ACTIVITY => Nothing but the lines from the one containing "Target: white credit card" through the final line of the data should be repeated, and each must be exact.

-*-

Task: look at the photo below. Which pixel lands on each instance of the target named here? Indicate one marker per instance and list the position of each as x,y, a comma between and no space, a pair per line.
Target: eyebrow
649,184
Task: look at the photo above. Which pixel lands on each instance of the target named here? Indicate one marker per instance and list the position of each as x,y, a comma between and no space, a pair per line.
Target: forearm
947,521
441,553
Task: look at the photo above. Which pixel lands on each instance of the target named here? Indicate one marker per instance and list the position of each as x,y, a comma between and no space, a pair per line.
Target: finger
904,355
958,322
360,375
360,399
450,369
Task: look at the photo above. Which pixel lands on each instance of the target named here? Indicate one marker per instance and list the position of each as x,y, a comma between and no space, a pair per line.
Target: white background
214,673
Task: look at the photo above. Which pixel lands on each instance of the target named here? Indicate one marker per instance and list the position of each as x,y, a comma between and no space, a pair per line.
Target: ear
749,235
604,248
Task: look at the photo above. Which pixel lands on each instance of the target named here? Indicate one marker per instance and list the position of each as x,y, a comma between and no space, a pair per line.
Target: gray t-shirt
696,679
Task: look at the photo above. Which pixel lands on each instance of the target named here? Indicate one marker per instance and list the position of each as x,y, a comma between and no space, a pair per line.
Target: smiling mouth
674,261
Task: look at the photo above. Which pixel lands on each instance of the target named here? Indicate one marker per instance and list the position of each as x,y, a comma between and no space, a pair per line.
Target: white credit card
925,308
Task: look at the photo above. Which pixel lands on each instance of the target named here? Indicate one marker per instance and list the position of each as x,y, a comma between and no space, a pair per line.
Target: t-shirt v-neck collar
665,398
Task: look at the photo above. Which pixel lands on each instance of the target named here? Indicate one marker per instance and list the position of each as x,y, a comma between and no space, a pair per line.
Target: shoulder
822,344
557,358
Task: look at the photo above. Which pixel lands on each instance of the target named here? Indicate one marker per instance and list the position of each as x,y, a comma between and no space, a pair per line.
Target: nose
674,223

-*-

ANSWER BELOW =>
Target: white credit card
925,308
Task: look at the photo above. Which pixel lands on each instance of the target named here? Indicate one marker per instance and list the position of each as x,y, a comma between and no space, a pair per line.
Target: t-shirt v-neck collar
665,398
Task: look at the photo above. Which pixel lands on each instance of the target named here? Indicate one marker per instance and list the position of each as x,y, a comma between and no space, a pair per line.
Target: shoulder
822,344
557,358
Task: look at the photo above. Which pixel lands on each instance of the target named here? Indicate one marker per instance and list the position of each as x,y, a comma between and no space, a pair per line.
Target: nose
674,223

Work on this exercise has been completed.